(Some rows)

—————

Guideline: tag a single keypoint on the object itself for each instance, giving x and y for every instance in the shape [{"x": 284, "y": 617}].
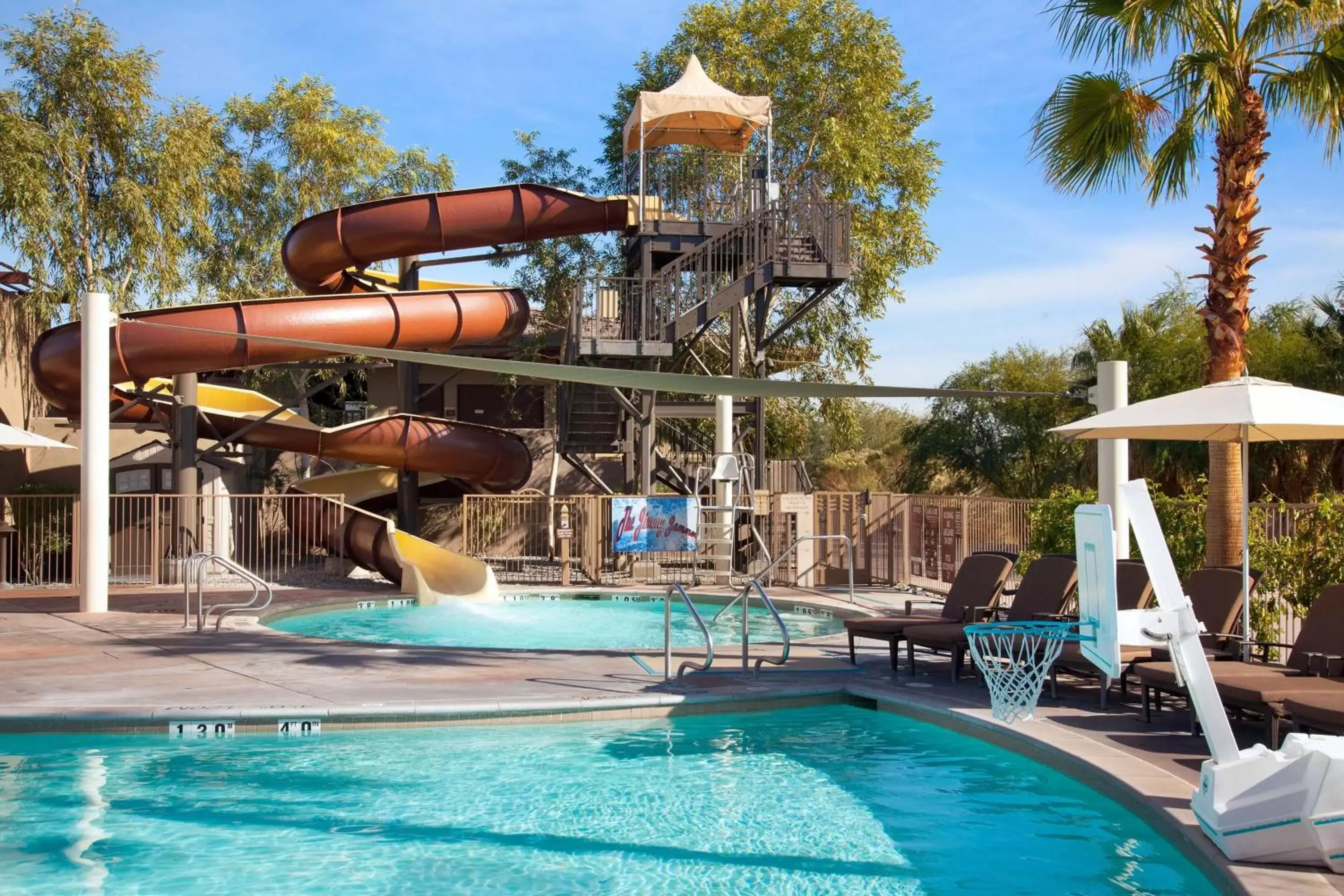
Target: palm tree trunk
[{"x": 1226, "y": 311}]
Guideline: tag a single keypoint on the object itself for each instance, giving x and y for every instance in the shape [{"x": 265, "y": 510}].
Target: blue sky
[{"x": 1018, "y": 264}]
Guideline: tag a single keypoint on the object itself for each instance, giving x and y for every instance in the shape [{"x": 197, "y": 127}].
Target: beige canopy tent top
[{"x": 695, "y": 112}]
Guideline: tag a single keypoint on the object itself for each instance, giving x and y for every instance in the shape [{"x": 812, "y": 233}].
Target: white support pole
[
  {"x": 1111, "y": 393},
  {"x": 95, "y": 452},
  {"x": 724, "y": 492}
]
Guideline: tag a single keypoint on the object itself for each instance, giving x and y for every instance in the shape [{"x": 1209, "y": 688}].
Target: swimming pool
[
  {"x": 612, "y": 622},
  {"x": 824, "y": 800}
]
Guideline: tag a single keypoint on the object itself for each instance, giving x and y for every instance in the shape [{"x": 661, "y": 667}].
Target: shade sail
[
  {"x": 698, "y": 112},
  {"x": 13, "y": 437},
  {"x": 1271, "y": 412}
]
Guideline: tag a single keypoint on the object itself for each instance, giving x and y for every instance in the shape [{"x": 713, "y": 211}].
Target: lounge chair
[
  {"x": 1316, "y": 712},
  {"x": 1312, "y": 671},
  {"x": 1133, "y": 591},
  {"x": 975, "y": 591},
  {"x": 1045, "y": 591}
]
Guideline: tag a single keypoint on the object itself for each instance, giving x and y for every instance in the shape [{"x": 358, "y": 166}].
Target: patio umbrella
[
  {"x": 1245, "y": 410},
  {"x": 13, "y": 437}
]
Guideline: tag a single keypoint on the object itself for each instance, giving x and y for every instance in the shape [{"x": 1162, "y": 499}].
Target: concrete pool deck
[{"x": 136, "y": 668}]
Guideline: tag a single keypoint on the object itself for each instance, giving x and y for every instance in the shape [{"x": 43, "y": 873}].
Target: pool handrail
[
  {"x": 667, "y": 636},
  {"x": 779, "y": 621},
  {"x": 195, "y": 560},
  {"x": 252, "y": 578},
  {"x": 793, "y": 547}
]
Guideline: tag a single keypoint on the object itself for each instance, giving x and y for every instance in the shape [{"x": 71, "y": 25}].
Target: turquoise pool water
[
  {"x": 557, "y": 625},
  {"x": 826, "y": 800}
]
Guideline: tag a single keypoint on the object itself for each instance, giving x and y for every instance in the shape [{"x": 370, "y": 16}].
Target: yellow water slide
[{"x": 367, "y": 539}]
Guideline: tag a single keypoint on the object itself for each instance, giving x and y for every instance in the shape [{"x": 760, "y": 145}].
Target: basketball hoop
[{"x": 1015, "y": 657}]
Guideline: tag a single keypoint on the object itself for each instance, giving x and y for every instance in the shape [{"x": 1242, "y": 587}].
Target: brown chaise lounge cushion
[
  {"x": 1045, "y": 590},
  {"x": 1256, "y": 691},
  {"x": 1316, "y": 710},
  {"x": 978, "y": 585}
]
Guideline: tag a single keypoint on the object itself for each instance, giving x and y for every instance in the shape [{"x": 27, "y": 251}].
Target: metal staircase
[
  {"x": 594, "y": 421},
  {"x": 800, "y": 242},
  {"x": 699, "y": 272}
]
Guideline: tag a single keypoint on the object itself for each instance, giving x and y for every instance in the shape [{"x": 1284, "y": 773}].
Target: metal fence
[{"x": 280, "y": 538}]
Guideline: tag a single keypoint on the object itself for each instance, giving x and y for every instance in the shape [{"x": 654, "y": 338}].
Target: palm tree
[{"x": 1233, "y": 66}]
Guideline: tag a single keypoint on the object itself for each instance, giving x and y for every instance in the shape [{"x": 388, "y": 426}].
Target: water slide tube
[{"x": 320, "y": 253}]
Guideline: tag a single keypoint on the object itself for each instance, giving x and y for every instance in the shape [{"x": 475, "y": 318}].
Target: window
[{"x": 519, "y": 409}]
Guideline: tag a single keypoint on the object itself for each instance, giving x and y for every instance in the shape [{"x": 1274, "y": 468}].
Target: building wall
[{"x": 385, "y": 396}]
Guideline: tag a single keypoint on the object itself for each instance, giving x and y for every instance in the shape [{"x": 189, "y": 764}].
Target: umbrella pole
[{"x": 1246, "y": 543}]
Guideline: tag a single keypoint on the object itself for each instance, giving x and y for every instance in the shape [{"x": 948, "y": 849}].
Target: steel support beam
[{"x": 408, "y": 378}]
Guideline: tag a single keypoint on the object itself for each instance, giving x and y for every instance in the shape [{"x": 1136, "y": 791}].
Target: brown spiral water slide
[{"x": 323, "y": 256}]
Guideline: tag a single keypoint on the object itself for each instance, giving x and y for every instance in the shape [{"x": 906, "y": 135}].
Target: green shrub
[
  {"x": 1182, "y": 517},
  {"x": 1300, "y": 567}
]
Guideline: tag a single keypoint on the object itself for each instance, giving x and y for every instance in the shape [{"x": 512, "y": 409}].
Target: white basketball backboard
[{"x": 1096, "y": 544}]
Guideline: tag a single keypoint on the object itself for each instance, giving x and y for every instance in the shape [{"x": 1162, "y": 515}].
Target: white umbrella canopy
[
  {"x": 1256, "y": 409},
  {"x": 1245, "y": 410},
  {"x": 14, "y": 437}
]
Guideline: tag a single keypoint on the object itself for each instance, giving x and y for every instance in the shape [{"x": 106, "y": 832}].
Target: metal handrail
[
  {"x": 667, "y": 636},
  {"x": 193, "y": 562},
  {"x": 779, "y": 621},
  {"x": 793, "y": 547},
  {"x": 252, "y": 578}
]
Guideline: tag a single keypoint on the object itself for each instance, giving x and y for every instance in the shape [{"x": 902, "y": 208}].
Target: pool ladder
[
  {"x": 667, "y": 636},
  {"x": 709, "y": 638},
  {"x": 194, "y": 567}
]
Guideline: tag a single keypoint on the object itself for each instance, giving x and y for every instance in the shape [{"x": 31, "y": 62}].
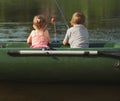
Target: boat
[{"x": 98, "y": 63}]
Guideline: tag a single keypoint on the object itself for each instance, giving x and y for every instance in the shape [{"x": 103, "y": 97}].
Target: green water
[
  {"x": 103, "y": 23},
  {"x": 102, "y": 17}
]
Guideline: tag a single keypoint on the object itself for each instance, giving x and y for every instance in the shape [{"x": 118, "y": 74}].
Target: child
[
  {"x": 77, "y": 35},
  {"x": 39, "y": 37}
]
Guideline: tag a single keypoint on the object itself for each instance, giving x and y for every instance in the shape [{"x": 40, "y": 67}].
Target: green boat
[{"x": 99, "y": 63}]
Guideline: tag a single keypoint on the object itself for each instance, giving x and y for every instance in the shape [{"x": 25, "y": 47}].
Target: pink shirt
[{"x": 39, "y": 40}]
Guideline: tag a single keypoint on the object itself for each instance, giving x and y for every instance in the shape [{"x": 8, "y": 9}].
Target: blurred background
[{"x": 103, "y": 23}]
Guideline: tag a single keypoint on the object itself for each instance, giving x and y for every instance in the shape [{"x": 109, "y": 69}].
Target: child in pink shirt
[{"x": 39, "y": 37}]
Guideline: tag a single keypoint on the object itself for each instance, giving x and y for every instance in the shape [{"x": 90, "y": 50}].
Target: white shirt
[{"x": 77, "y": 36}]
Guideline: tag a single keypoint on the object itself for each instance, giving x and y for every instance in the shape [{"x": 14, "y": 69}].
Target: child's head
[
  {"x": 77, "y": 18},
  {"x": 39, "y": 21}
]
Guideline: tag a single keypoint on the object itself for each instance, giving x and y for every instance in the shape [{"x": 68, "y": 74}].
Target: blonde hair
[
  {"x": 39, "y": 21},
  {"x": 78, "y": 18}
]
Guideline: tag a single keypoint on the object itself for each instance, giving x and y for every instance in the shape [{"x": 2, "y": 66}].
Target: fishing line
[{"x": 58, "y": 6}]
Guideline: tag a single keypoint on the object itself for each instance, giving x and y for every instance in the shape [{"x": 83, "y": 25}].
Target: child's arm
[
  {"x": 29, "y": 39},
  {"x": 47, "y": 35}
]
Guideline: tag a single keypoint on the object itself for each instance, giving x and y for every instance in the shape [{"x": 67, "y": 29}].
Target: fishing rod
[{"x": 60, "y": 9}]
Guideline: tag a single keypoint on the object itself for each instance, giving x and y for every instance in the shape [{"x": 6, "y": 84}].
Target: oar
[
  {"x": 114, "y": 53},
  {"x": 53, "y": 20}
]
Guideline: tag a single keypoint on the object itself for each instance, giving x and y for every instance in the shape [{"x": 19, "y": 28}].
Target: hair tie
[{"x": 38, "y": 20}]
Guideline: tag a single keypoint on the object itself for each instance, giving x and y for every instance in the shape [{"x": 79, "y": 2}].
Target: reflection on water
[
  {"x": 58, "y": 92},
  {"x": 103, "y": 20}
]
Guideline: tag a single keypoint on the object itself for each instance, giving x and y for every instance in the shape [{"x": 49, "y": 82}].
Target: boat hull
[{"x": 58, "y": 68}]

—————

Problem to solve » Which lines in the rows above contain the string "pole"? Pick out each one and copy it in full, treating uppercase and lowercase as different.

Exercise answer »
Target: white support pole
Target: umbrella pole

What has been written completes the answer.